=== Task description ===
Copy the data from its first line up to and including the line with "point(451, 100)", keeping the request lines and shifting every x and y coordinate in the answer points up by 140.
===== Extracted data
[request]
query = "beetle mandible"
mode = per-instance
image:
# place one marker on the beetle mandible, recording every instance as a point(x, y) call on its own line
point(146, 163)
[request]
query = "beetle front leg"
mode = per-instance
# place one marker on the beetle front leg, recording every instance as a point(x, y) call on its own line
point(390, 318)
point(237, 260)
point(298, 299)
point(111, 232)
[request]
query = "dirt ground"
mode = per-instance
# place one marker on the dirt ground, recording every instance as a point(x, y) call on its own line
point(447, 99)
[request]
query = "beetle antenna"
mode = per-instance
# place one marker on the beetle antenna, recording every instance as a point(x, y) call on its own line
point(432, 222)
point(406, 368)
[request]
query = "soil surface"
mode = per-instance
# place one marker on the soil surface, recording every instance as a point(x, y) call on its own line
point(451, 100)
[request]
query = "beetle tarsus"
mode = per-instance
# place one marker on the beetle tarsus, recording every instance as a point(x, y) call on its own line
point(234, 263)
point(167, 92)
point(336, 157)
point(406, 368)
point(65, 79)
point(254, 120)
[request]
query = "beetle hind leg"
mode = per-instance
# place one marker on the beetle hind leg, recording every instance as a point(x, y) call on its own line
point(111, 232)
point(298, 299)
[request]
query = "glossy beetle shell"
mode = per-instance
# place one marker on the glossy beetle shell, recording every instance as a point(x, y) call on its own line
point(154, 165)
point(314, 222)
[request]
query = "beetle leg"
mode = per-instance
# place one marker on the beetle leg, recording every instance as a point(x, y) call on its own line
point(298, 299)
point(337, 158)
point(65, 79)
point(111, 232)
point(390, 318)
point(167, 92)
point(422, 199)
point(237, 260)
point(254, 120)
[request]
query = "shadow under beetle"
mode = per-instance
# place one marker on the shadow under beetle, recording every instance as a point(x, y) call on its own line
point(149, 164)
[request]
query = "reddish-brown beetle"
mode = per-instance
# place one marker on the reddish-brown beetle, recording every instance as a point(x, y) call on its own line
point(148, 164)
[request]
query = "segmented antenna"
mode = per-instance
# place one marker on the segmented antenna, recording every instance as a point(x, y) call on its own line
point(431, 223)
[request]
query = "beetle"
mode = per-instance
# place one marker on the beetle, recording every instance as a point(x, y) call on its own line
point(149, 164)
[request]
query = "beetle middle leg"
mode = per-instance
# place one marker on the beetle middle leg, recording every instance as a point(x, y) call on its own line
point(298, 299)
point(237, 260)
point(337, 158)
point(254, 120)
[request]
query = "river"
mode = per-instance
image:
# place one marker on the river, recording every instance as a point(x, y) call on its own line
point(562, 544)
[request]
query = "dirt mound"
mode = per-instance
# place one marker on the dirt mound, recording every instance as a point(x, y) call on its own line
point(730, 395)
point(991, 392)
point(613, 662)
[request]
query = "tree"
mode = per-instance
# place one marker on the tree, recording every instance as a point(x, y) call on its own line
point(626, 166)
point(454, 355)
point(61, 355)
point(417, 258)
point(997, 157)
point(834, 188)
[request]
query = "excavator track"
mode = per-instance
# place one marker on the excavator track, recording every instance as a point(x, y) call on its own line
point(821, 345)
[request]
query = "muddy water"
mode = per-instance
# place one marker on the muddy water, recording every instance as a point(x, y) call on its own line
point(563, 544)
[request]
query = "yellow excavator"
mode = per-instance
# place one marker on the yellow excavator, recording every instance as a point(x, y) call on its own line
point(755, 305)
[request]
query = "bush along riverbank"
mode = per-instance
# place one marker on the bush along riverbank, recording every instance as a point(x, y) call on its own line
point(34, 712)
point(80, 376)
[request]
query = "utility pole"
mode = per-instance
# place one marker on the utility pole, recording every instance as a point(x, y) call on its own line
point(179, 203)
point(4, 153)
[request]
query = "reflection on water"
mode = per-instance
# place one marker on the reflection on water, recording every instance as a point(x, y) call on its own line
==========
=== Written response ===
[request]
query = "beetle mandible"
mode = per-instance
image:
# place one marker on the beetle mandible, recording every instance as a point(x, y) call on its own line
point(286, 303)
[request]
query = "beetle front leg"
mode = per-instance
# place one marker on the beetle front leg, recording every instance as a point(x, y) call on its own line
point(530, 458)
point(377, 400)
point(438, 439)
point(251, 372)
[request]
query = "dirt ground"
mode = per-instance
# place one marker on the dirt ground, recording every instance as a point(x, y) call on its own line
point(587, 239)
[request]
query = "beetle antenna"
mode = per-instance
# place one marker on the beetle antenna, recording every instance as a point(x, y) call on its own line
point(572, 362)
point(546, 508)
[request]
query = "soil surface"
mode = per-instance
# place one marker on the soil surface, recording every instance as a point(x, y) call on its own line
point(591, 240)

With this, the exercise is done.